── DOCUMENT SEGMENT ──
Kelly Semrau, who is vice president for global public affairs at SCJ, told me last week that the company had come up with an ingenious solution to the fragrance industry’s resistance: Instead of listing ingredients specific to each product, the company will publish a comprehensive list of all of its fragrance ingredients so consumers know what could be potentially included in the products they buy.

A “palate approach,” she calls it: “We’re rather put all the ingredients up there, and begin a dialog with stakeholders, than have it be a black box.”

In a company press release, Erin Thompson Switalski of an environmental health group called Women’s Voices for the Earth is quoted as saying: “SC Johnson just raised the bar for the entire cleaning products industry.”

The phthalate decision will also increase pressure on competitors to follow suit.
───
── DATA SUPPLIED ──
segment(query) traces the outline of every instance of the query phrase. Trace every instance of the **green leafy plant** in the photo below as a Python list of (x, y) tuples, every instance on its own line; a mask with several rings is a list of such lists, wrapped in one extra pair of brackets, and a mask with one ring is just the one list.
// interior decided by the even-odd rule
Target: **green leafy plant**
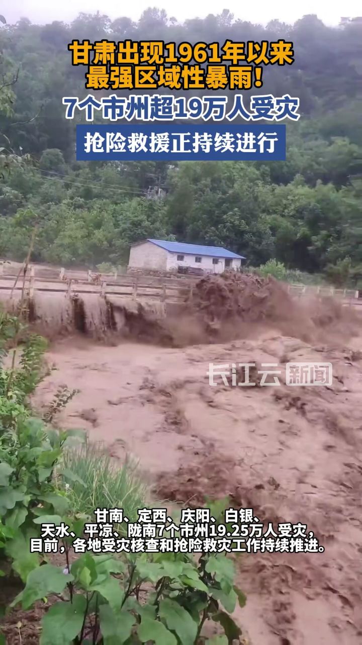
[(268, 260), (265, 264), (262, 264), (258, 269), (258, 272), (267, 277), (272, 275), (277, 280), (285, 280), (287, 277), (287, 269), (282, 262), (278, 260)]
[[(80, 524), (73, 525), (73, 532)], [(69, 539), (63, 541), (69, 548)], [(67, 551), (68, 552), (68, 551)], [(193, 645), (206, 640), (207, 620), (231, 644), (241, 630), (230, 615), (245, 597), (234, 584), (234, 565), (225, 554), (126, 555), (82, 554), (65, 570), (44, 564), (31, 571), (12, 606), (30, 609), (56, 594), (42, 620), (40, 645), (140, 644)], [(213, 642), (214, 641), (214, 638)]]
[(76, 512), (91, 516), (95, 508), (122, 508), (127, 517), (135, 521), (137, 510), (145, 505), (147, 488), (132, 460), (126, 459), (120, 466), (101, 444), (85, 441), (66, 448), (61, 464), (68, 471), (76, 472), (84, 484), (73, 482), (68, 490)]
[[(66, 442), (80, 436), (79, 431), (50, 429), (32, 416), (28, 398), (43, 377), (46, 346), (41, 337), (27, 334), (17, 317), (1, 312), (0, 557), (10, 560), (24, 582), (40, 564), (38, 555), (29, 551), (30, 539), (39, 534), (39, 516), (63, 512), (69, 506), (64, 493), (55, 486), (53, 474)], [(15, 364), (17, 352), (20, 353)], [(12, 359), (8, 368), (4, 366), (7, 357)]]
[(49, 404), (48, 409), (43, 415), (43, 420), (47, 423), (51, 423), (55, 415), (62, 410), (76, 394), (79, 390), (69, 390), (66, 385), (61, 385)]

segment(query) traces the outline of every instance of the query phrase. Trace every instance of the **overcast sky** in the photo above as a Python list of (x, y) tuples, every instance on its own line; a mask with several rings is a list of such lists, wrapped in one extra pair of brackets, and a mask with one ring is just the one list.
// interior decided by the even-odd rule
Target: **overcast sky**
[[(265, 25), (274, 18), (292, 23), (307, 14), (316, 14), (327, 25), (338, 25), (343, 17), (354, 17), (362, 14), (361, 0), (280, 0), (271, 3), (241, 3), (240, 0), (184, 0), (180, 5), (170, 0), (135, 0), (123, 3), (119, 0), (0, 0), (0, 13), (8, 23), (16, 22), (21, 17), (29, 18), (33, 23), (45, 23), (53, 20), (70, 22), (81, 12), (95, 13), (99, 10), (111, 18), (126, 15), (137, 20), (142, 12), (149, 6), (165, 9), (169, 16), (175, 16), (180, 21), (187, 18), (204, 18), (208, 14), (220, 14), (225, 7), (236, 18)], [(197, 6), (197, 9), (195, 7)]]

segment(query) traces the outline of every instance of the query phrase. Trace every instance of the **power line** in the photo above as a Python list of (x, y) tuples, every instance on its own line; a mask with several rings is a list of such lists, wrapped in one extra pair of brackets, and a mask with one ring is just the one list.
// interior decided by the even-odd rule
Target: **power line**
[[(48, 170), (41, 170), (40, 168), (39, 169), (35, 168), (35, 170), (39, 170), (39, 171), (40, 172), (51, 172), (51, 171), (48, 171)], [(61, 176), (60, 175), (60, 173), (55, 173), (55, 174), (59, 175), (60, 176)], [(65, 176), (66, 176), (65, 175), (63, 175), (63, 177), (65, 177)], [(61, 182), (62, 182), (64, 183), (68, 183), (71, 186), (82, 186), (86, 187), (86, 188), (98, 188), (99, 186), (100, 186), (101, 188), (106, 188), (108, 190), (111, 190), (113, 192), (125, 193), (125, 194), (127, 194), (128, 195), (133, 195), (135, 196), (135, 195), (138, 195), (139, 197), (140, 197), (142, 195), (146, 195), (146, 193), (148, 192), (148, 190), (142, 190), (140, 188), (135, 188), (135, 189), (128, 188), (126, 190), (122, 190), (120, 188), (113, 188), (113, 187), (110, 186), (110, 184), (104, 184), (103, 183), (101, 183), (100, 182), (97, 182), (96, 183), (81, 183), (79, 181), (74, 181), (73, 179), (58, 179), (56, 177), (43, 177), (43, 179), (44, 179), (53, 180), (53, 181), (61, 181)]]

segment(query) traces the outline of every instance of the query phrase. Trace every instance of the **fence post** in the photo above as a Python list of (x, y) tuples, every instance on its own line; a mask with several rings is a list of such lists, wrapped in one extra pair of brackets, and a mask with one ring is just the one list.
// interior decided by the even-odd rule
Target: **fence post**
[(34, 277), (35, 275), (35, 268), (32, 264), (30, 267), (30, 280), (29, 282), (29, 297), (32, 298), (34, 295)]

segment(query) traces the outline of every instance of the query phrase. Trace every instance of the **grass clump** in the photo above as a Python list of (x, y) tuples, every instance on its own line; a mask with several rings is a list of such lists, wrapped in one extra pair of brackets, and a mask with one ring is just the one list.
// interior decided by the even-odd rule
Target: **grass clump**
[(131, 522), (137, 521), (138, 510), (146, 505), (147, 488), (135, 462), (127, 459), (118, 466), (102, 444), (87, 441), (64, 450), (62, 466), (77, 473), (78, 481), (68, 488), (75, 512), (91, 517), (95, 508), (122, 508)]

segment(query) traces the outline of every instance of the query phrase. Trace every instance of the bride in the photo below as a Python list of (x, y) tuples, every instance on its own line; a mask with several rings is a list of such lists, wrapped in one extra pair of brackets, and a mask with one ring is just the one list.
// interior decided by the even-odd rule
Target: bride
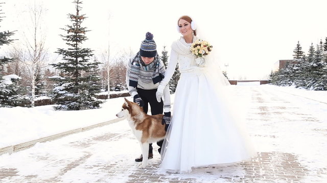
[(161, 151), (161, 168), (190, 172), (192, 167), (250, 158), (250, 145), (239, 125), (242, 121), (226, 99), (224, 91), (229, 83), (218, 69), (213, 53), (215, 45), (204, 63), (197, 63), (190, 47), (201, 38), (197, 37), (194, 22), (183, 16), (178, 19), (177, 28), (182, 36), (172, 45), (165, 78), (156, 93), (160, 102), (178, 63), (181, 75), (172, 122)]

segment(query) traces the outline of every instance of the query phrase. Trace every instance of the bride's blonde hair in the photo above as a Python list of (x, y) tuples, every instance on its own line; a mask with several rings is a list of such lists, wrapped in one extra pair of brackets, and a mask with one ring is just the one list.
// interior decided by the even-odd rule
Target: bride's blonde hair
[[(188, 22), (190, 23), (190, 24), (191, 24), (191, 22), (192, 22), (192, 19), (190, 17), (187, 15), (184, 15), (184, 16), (181, 16), (180, 18), (178, 19), (178, 20), (177, 21), (177, 25), (178, 25), (178, 23), (179, 22), (179, 20), (180, 19), (183, 19), (187, 21)], [(194, 36), (196, 36), (196, 32), (195, 31), (195, 30), (193, 30), (193, 33), (194, 34)]]

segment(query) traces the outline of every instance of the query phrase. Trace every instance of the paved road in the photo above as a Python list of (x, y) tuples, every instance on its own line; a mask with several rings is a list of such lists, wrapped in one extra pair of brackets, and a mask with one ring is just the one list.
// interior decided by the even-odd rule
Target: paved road
[(251, 100), (246, 123), (256, 153), (250, 160), (180, 174), (158, 172), (155, 152), (149, 168), (139, 169), (133, 160), (139, 146), (124, 120), (2, 155), (0, 182), (327, 182), (326, 121), (311, 109), (327, 105), (269, 87), (235, 88)]

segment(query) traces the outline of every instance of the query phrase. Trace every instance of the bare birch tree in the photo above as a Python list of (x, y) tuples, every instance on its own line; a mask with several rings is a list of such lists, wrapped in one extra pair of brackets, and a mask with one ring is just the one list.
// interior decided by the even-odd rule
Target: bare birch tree
[(34, 106), (35, 87), (38, 84), (36, 81), (36, 75), (48, 66), (48, 48), (45, 46), (45, 36), (42, 32), (42, 16), (44, 11), (42, 5), (37, 5), (35, 1), (34, 5), (31, 5), (29, 9), (30, 22), (28, 22), (28, 26), (32, 29), (29, 34), (24, 32), (26, 38), (25, 49), (22, 62), (31, 78), (32, 107)]

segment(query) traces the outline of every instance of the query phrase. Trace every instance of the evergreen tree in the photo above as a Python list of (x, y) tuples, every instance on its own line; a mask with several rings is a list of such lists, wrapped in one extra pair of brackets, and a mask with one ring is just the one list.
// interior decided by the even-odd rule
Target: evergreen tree
[[(164, 50), (161, 52), (161, 54), (162, 55), (160, 57), (161, 59), (162, 60), (162, 62), (164, 62), (165, 66), (167, 68), (168, 65), (169, 56), (168, 56), (168, 51), (166, 50), (166, 46), (164, 46)], [(172, 94), (175, 93), (176, 88), (177, 86), (177, 83), (178, 83), (178, 80), (179, 80), (180, 76), (180, 73), (178, 70), (178, 64), (177, 64), (175, 69), (174, 74), (173, 75), (173, 76), (172, 76), (172, 78), (170, 81), (169, 81), (169, 90)]]
[(325, 43), (323, 43), (323, 51), (327, 51), (327, 37), (325, 39)]
[(100, 107), (103, 102), (96, 98), (96, 94), (101, 90), (101, 77), (96, 71), (99, 69), (98, 62), (91, 62), (92, 50), (82, 48), (82, 43), (87, 40), (85, 33), (89, 30), (81, 26), (86, 18), (85, 14), (80, 14), (82, 4), (75, 0), (76, 12), (69, 14), (72, 25), (62, 28), (67, 35), (61, 35), (66, 42), (68, 49), (58, 49), (56, 53), (62, 56), (63, 62), (52, 64), (61, 70), (64, 77), (54, 79), (57, 87), (54, 89), (53, 100), (57, 106), (56, 110), (82, 110)]
[(323, 46), (322, 41), (320, 40), (319, 44), (317, 45), (317, 49), (315, 52), (314, 63), (311, 66), (311, 78), (312, 80), (313, 89), (314, 90), (325, 90), (324, 87), (323, 75), (324, 68), (325, 64), (323, 60), (322, 52)]
[[(0, 3), (0, 7), (2, 4)], [(0, 10), (1, 11), (2, 10)], [(0, 22), (3, 20), (2, 18), (3, 17), (0, 16)], [(0, 32), (0, 46), (12, 43), (14, 40), (10, 39), (10, 37), (13, 35), (14, 31)], [(0, 57), (0, 107), (17, 106), (18, 87), (15, 84), (20, 78), (14, 74), (8, 76), (3, 75), (5, 65), (13, 60), (13, 58), (6, 57), (6, 56)]]
[(303, 57), (304, 55), (304, 52), (302, 51), (302, 47), (300, 45), (300, 42), (297, 41), (297, 44), (296, 44), (296, 47), (294, 49), (293, 52), (294, 54), (293, 55), (293, 58), (294, 59), (301, 59)]

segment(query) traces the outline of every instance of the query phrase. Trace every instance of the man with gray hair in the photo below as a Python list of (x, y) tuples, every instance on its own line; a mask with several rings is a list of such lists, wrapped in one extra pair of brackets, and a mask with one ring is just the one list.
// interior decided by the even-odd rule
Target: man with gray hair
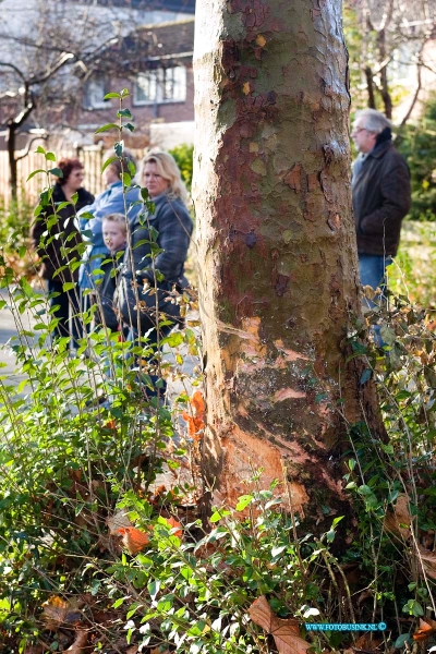
[(356, 111), (351, 137), (359, 150), (352, 197), (361, 283), (383, 288), (411, 206), (410, 172), (393, 147), (390, 121), (379, 111)]

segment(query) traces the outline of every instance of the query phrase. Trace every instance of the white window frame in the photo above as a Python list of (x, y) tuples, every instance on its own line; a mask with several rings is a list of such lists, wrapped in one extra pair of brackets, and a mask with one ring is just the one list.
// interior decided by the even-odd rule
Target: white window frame
[[(140, 73), (133, 84), (133, 105), (168, 105), (186, 100), (186, 66), (158, 68)], [(141, 87), (147, 89), (141, 93)], [(144, 97), (144, 95), (148, 95)], [(142, 97), (141, 97), (142, 96)]]

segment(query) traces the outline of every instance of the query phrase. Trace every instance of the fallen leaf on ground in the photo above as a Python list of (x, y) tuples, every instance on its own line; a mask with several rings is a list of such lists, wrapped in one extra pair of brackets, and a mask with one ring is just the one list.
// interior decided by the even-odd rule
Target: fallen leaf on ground
[(46, 621), (47, 629), (56, 631), (61, 625), (80, 622), (82, 611), (73, 603), (53, 595), (43, 604), (43, 619)]
[(87, 644), (88, 644), (88, 632), (87, 631), (77, 631), (75, 641), (68, 650), (64, 650), (64, 654), (84, 654), (85, 647)]
[(170, 518), (166, 518), (166, 521), (168, 522), (168, 524), (171, 526), (171, 530), (177, 530), (177, 531), (172, 531), (173, 536), (177, 536), (178, 538), (181, 538), (183, 535), (183, 528), (180, 524), (180, 522), (178, 520), (175, 520), (175, 518), (172, 518), (172, 516)]
[(146, 534), (135, 526), (121, 526), (117, 533), (122, 535), (123, 545), (129, 549), (129, 554), (137, 554), (149, 544), (149, 533)]
[(278, 618), (265, 595), (257, 597), (249, 608), (253, 622), (274, 637), (279, 654), (305, 654), (311, 643), (300, 638), (298, 620)]
[(123, 526), (133, 526), (133, 523), (129, 520), (129, 516), (125, 511), (117, 511), (113, 516), (109, 516), (106, 520), (106, 524), (112, 536), (114, 536), (118, 533), (118, 530)]
[(433, 633), (436, 633), (436, 621), (432, 620), (431, 618), (427, 618), (426, 620), (420, 618), (420, 627), (414, 632), (413, 640), (427, 640), (427, 638)]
───
◆ EXERCISE AIM ◆
Update the text about SC Johnson's fragrance ingredients, beginning at the words that include "In a company" and stopping after "to follow suit.", with "competitors" changed to "rival manufacturers". Draw only on the text about SC Johnson's fragrance ingredients.

◆ ANSWER TO THIS TASK ◆
In a company press release, Erin Thompson Switalski of an environmental health group called Women’s Voices for the Earth is quoted as saying: “SC Johnson just raised the bar for the entire cleaning products industry.”

The phthalate decision will also increase pressure on rival manufacturers to follow suit.